読む文章:
((
今年のセンバツの決勝戦は大阪桐蔭が18対1で近江を圧倒しての優勝を決めた一方、準優勝の近江は京都国際の代替出場として大健闘した。代替出場で準々決勝入りしたのは、1935年の中京商業、52年の長崎商業、92年の育英に続き4校目となり、2勝したのは育英に次いで2校目だった。
近江高の運命を変えた1枠
代替出場が決まってから3日後の3月20日の第2試合で長崎日大との初戦を迎えた。甲子園の周辺で宿泊先を手配できる時間がなく、日帰りで臨んだ。朝6時半に学校を出発し、甲子園球場を目の前にした途端、選手たちは「本当にオレたちは甲子園に来たんだな」と実感したという。そうして聖光学院、金光大阪、浦和学院と次々と強敵を倒しての決勝進出を果たしたのだ。
近江は前年夏の甲子園で大阪桐蔭に勝利したあと、準決勝進出を果たしたが、その大阪桐蔭は秋の近畿大会、さらには明治神宮大会を制して、翌春のセンバツ出場につながる「神宮枠」を確保することができた。
))
課題一覧:
• 1. センバツの近江に関する文章の「近江高の運命を変えた1枠」から「ての決勝進出を果たしたのだ。」まで(両端を含む)を、「選手たち」を「部員たち」に置き換えて書き直せ。
• 2. センバツの近江に関する文章を、最後の文に続けて書き進めよ。

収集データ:
((
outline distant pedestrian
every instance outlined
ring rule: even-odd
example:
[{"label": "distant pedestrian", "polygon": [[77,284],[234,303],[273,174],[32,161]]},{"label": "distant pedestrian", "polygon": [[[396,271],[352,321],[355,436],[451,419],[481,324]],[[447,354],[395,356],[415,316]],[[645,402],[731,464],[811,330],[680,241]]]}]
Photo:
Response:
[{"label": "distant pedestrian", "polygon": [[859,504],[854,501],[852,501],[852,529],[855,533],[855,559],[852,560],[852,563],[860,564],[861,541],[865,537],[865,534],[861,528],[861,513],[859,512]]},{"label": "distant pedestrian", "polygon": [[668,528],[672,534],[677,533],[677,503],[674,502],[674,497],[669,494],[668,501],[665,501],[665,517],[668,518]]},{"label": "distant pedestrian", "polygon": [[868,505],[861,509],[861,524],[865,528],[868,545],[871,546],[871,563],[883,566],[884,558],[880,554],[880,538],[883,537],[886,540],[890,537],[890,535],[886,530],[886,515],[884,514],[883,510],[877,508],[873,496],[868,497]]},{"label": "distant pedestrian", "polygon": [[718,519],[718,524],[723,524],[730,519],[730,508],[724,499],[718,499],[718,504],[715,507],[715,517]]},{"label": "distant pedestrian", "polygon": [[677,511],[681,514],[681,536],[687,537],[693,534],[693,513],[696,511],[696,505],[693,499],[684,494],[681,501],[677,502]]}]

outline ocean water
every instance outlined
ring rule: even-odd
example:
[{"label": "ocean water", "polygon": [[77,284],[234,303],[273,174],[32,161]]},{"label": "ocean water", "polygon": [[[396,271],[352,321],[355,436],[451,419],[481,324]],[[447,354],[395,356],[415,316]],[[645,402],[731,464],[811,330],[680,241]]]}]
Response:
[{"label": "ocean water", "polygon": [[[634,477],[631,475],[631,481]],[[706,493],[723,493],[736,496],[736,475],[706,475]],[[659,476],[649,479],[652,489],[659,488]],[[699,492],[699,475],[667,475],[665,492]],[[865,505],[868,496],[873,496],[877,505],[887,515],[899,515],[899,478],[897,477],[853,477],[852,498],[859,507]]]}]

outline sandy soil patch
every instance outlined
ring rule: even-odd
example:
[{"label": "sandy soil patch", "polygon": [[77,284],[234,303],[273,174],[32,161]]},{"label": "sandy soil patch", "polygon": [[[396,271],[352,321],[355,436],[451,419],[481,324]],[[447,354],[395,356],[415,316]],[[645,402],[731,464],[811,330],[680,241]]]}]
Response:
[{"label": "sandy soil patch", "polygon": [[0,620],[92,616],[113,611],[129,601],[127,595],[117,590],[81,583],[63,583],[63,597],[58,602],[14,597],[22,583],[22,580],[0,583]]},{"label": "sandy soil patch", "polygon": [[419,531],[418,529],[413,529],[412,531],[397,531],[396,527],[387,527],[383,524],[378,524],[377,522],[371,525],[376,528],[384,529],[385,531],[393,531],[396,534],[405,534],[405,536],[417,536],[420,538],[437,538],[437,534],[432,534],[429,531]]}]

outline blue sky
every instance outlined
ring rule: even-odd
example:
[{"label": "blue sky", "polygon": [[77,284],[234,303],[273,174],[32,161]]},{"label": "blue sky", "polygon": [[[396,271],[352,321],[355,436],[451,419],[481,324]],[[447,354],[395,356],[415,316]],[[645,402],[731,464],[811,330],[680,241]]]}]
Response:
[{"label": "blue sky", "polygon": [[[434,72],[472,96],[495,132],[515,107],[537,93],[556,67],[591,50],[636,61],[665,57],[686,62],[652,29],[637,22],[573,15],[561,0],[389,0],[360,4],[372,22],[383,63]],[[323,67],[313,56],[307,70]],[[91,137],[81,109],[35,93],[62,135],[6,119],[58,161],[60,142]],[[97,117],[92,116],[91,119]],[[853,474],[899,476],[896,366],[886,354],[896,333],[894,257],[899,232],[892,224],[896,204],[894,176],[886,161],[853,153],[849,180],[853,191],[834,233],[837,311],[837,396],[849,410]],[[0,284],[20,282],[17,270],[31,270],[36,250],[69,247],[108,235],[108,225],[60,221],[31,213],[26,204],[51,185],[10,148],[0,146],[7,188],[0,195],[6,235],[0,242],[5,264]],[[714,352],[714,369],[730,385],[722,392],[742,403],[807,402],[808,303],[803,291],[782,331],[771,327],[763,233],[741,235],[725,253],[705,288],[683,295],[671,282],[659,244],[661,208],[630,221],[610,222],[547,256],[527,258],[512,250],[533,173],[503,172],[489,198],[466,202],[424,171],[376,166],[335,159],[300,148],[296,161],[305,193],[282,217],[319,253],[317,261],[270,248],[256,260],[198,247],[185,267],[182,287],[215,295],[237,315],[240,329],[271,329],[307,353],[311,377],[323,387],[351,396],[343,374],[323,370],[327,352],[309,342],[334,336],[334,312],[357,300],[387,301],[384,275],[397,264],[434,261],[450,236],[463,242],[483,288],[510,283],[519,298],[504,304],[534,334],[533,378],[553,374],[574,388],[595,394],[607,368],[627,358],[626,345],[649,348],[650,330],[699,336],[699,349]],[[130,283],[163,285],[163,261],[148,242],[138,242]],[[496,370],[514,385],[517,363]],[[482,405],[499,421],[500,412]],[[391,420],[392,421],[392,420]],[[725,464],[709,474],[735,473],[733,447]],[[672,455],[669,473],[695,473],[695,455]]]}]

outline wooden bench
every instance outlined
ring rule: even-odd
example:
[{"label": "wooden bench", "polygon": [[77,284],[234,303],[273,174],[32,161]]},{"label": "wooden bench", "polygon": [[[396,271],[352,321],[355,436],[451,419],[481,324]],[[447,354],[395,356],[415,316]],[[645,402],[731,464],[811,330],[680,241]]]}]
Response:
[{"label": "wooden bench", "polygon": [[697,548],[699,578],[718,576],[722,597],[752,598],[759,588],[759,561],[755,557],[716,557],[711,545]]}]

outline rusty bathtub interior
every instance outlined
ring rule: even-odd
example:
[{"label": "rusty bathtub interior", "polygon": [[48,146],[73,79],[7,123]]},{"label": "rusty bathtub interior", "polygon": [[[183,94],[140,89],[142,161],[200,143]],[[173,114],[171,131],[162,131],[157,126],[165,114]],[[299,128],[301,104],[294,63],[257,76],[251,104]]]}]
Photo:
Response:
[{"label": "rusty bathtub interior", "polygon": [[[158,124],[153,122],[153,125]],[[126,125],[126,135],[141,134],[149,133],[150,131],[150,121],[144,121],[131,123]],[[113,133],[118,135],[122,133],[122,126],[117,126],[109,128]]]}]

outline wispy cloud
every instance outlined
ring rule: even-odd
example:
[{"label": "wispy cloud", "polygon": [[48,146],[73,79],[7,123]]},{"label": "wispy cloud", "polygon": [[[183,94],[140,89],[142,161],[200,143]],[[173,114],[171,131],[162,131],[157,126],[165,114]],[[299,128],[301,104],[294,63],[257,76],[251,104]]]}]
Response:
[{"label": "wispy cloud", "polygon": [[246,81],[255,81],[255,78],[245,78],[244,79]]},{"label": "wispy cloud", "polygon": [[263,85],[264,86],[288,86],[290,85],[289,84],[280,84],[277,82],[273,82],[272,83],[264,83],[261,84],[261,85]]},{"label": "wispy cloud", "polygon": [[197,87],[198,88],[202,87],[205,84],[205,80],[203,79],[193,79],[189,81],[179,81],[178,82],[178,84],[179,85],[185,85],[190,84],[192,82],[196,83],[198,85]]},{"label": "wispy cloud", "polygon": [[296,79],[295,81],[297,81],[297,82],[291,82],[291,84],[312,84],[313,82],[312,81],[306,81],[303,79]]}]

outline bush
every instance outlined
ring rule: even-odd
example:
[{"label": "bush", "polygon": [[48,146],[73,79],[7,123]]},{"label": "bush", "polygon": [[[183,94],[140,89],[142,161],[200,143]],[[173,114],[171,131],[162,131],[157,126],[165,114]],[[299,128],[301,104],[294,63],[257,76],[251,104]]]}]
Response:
))
結果:
• 1.
近江高の運命を変えた1枠
代替出場が決まってから3日後の3月20日の第2試合で長崎日大との初戦を迎えた。甲子園の周辺で宿泊先を手配できる時間がなく、日帰りで臨んだ。朝6時半に学校を出発し、甲子園球場を目の前にした途端、部員たちは「本当にオレたちは甲子園に来たんだな」と実感したという。そうして聖光学院、金光大阪、浦和学院と次々と強敵を倒しての決勝進出を果たしたのだ。

• 2.
本来であればセンバツ選考にあたって、近畿は6枠しかない。近畿大会で優勝した大阪桐蔭、準優勝の和歌山東、ベスト4の天理、金光大阪、さらに市立和歌山、東洋大姫路が近畿代表として選ばれ、京都国際は補欠1位校になるはずだった。だが、この神宮枠があったからこそ、京都国際はセンバツに出場することができ、コロナで出場辞退をした際には近江が選ばれることになった。まさに運命を大きく変えた1枠だったのである。
京都国際は開幕予定日前日に出場を辞退
一方の京都国際は開幕予定日の前日だった3月17日に、新型コロナウイルスに13人が集団感染したため、出場辞退すると発表した。エース森下瑠大と控えの145キロ右腕の平野順大の2枚看板を擁して全国制覇が期待されるなかで起きた現実を受け止めるしかなかった。
チームを指揮する小牧憲継監督は陰性判定を受けた選手だけを集め、辞退する旨を話したところ、「みんな唖然とした表情で、下級生を中心に状況をうまく飲み込めていなかった」と語っている。陽性者はその後、電話で伝え、キャプテンと副キャプテンの森下には先に個別で話した。森下は当初驚いた様子だったものの、すぐに「夏に向けて頑張りたい」と言った。
けれども本音は違った。この翌日、福知山市の自宅に向かう車中で、森下は「きつい……」と本音をこぼし、その後は無言の時間が続いた。17歳の高校生には、目の前で起こった現実を容易に受け止めきれないほどの悲劇であったことは想像に難くない。